*INSTRUCTIONS TO FOLLOW:* Set down without change every line from the line that contains "Exercise. Point out the white t-shirt" through the end of the listing, and only those lines. No pictures.

************

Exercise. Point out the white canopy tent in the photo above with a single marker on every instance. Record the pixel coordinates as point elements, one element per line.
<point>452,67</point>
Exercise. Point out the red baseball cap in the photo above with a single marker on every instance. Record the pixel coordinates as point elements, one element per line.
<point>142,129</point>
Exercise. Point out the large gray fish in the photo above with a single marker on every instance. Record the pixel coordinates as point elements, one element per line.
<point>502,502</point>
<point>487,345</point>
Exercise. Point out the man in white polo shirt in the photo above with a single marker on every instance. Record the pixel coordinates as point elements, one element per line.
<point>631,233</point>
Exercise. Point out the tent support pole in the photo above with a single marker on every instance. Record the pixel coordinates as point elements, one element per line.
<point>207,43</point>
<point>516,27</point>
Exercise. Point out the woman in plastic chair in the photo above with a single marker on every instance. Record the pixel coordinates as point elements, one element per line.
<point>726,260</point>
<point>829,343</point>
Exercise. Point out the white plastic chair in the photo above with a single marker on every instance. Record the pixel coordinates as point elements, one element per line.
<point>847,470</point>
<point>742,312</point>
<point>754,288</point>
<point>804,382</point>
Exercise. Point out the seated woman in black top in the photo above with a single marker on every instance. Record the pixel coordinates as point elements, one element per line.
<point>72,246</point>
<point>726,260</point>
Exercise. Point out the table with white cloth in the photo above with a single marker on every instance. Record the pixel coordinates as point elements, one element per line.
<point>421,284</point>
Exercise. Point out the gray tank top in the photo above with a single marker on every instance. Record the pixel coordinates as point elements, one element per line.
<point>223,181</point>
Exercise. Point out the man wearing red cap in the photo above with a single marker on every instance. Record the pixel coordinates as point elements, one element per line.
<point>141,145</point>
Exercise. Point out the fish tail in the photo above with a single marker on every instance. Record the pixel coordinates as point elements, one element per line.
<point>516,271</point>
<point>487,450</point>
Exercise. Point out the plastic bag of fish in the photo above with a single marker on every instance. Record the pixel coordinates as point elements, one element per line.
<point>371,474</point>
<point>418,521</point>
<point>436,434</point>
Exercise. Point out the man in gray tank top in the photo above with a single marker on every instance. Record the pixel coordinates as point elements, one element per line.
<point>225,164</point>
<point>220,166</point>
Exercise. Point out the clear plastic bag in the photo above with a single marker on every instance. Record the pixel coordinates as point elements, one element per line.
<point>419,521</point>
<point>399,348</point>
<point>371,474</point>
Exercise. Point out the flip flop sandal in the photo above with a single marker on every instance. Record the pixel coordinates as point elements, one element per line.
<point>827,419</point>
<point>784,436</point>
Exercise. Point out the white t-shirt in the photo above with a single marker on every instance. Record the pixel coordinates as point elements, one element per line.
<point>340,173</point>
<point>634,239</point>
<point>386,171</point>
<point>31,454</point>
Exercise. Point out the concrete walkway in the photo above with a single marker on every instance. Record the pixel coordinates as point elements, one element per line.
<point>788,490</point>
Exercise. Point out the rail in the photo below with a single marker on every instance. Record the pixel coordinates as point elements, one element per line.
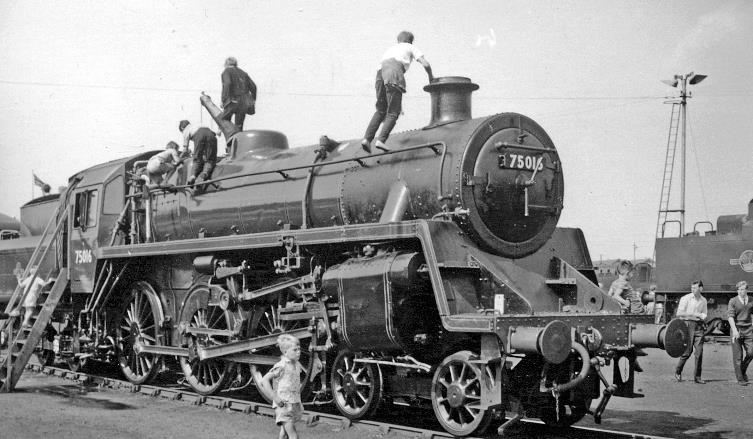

************

*EXERCISE RESULT:*
Exercise. Point out the white t-shirt in the photo above with a single marker on every instance. Record the pixel coordinates as point elements, one element per line.
<point>340,173</point>
<point>634,239</point>
<point>386,171</point>
<point>31,454</point>
Exercise. Point out the concrete walkway in the photo above with a single marker on every instance. Record the pixel coordinates as point elements, one element per line.
<point>788,490</point>
Exercise. Point out the rail in the photo below with a single marker on every instance. Record the pixel coordinates as point elements, one element per line.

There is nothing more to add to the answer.